Text segment:
╔══
Negative predictive value
Negative predictive value is somewhat less commonly presented but involves determining the degree to which an optimal (above cutoff, passing or not-at-risk) score reflects typical or non-delayed development. For example, if 95 out of 100 children with passing scores on screening tests are later found on diagnostic testing to have typical development, the test’s negative predictive value is 95/100 or 95% meaning that for any passing score, there would be an 95% chance of a no developmental problem. Some measures also report over and under-referral rates. This reflects the proportion of the entire sample who should have been referred but were not correctly identified (under-referral rates) or should not have been referred (over-referral rates).
Hit rate
Hit rates are occasionally reported and are simply the total number of children for whom a screening test gave accurate information i.e.,co-positives and co-negatives are added together and then divided by the entire sample (co-positives + co-negatives+ false-positives + false negatives). Hit rates are an extremely misleading statistic and should not be used as an indicator of test accuracy. In the example shown in Figure 1, the hit rate is (70+16)/100 = 86%. Because there are far more co-negatives, specificity carries excessive weight in the computation of hit rates and as can be seen, the hit-rate is closer to the specificity index than to the sensitivity index. If in the above example, sensitivity were only 50% (10 children with disabilities correctly identified and 10 under-detected), the hit-rate would still remain deceptively attractive [(70+10)/100 = 80%] and mask serious flaws in accuracy.
╚══
Tasks:
1: In the passage on screening test accuracy, what hit rate is calculated for the example shown in Figure 1?
2: Continue the passage on screening test accuracy, starting after its final sentence.

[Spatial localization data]
╔══
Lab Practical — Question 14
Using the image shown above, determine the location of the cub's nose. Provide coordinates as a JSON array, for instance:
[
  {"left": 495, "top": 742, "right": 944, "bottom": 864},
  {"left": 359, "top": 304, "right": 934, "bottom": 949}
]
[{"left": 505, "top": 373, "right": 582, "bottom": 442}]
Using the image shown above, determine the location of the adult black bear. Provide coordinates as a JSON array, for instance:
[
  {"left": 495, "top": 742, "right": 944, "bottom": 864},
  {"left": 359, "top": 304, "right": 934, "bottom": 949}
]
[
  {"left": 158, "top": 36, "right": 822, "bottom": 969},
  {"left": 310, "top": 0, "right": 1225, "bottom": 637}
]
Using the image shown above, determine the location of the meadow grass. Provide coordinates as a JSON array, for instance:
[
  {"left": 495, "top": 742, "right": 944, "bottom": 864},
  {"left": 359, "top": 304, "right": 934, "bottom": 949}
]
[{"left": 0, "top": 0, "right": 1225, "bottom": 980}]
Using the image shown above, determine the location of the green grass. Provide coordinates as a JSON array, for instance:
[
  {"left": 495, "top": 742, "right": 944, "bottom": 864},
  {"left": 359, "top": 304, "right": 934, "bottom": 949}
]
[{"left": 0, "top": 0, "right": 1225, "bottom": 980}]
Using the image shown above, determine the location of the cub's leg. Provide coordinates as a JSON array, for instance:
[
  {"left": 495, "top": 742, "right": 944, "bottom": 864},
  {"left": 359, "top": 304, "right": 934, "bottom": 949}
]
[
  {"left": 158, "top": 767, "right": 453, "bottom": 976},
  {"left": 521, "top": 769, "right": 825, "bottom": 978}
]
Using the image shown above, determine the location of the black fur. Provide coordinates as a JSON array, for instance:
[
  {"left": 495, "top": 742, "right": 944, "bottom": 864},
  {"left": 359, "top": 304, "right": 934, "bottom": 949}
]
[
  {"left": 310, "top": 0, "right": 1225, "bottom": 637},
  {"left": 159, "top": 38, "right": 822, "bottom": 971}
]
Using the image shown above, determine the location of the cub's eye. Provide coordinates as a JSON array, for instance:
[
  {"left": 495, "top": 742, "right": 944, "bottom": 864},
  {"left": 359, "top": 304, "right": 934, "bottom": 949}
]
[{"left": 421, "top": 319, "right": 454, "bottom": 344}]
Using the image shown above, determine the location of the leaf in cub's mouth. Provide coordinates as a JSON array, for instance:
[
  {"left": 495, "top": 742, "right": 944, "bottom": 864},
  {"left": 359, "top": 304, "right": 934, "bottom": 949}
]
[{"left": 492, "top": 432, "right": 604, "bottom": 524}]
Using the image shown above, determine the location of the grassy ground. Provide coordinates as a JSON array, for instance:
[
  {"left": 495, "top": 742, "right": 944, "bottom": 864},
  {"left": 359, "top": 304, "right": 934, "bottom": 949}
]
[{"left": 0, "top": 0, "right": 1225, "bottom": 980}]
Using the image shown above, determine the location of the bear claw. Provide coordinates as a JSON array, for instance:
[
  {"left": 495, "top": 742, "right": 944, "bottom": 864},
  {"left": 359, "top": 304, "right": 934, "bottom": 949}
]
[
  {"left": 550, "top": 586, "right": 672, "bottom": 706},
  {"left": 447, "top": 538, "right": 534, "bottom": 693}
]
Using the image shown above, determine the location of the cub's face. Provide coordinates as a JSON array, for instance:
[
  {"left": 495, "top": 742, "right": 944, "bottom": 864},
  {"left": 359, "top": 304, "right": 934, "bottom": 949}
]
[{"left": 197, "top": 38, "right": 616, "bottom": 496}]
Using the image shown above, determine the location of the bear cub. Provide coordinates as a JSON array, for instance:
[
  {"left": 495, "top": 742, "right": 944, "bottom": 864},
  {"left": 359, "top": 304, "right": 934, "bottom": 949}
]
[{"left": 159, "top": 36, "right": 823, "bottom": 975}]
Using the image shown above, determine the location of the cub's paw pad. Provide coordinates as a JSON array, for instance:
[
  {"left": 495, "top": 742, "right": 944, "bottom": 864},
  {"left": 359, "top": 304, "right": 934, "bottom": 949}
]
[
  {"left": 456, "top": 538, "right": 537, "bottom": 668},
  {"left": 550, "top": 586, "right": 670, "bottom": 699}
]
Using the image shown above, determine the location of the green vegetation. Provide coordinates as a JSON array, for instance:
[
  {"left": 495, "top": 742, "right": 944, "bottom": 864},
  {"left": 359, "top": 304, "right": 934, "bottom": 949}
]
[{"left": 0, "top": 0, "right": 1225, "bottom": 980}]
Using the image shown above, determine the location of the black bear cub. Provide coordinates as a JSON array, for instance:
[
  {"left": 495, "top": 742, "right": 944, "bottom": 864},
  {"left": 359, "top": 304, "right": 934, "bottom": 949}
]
╚══
Answers for this exercise:
1: 86%, computed as (70+16)/100.

2:
Utility
Less of a psychometric construct and more a function of practical attributes, screens should be studied for their usefulness to diverse professionals in varied settings. Such studies often address length of administration and scoring, acceptability to parents and children, readability, amount of training required, cost of administration in terms of professional time to deliver the measure, score and interpret it, and descriptions of other amenities helpful to specific applications (e.g., ability to aggregate results for program evaluation, availability of growth indicators for use in plotting progress over time, etc.).
Prescreening
In an effort to conserve educational and health care dollars, it is obviously desirable to select measures with a high degree of positive predictive value. Given the subtlety and gradations of developmental outcomes, high positive predictive value remains elusive. Nevertheless, positive predictive value by administering a second screening test or by using part of a screen (e.g., a subtest) as a prescreen. Prescreening tests are extremely brief measures with a high degree of sensitivity but limited specificity. Prescreens are administered routinely and are followed by screening tests only when children fail the prescreen. Although prescreening can simply compound error and lead to under-referrals, accurate prescreening improves detection rates, and saves considerable time, since prescreens reduce, often by one-half to two-thirds, the numbers of children requiring complete screening.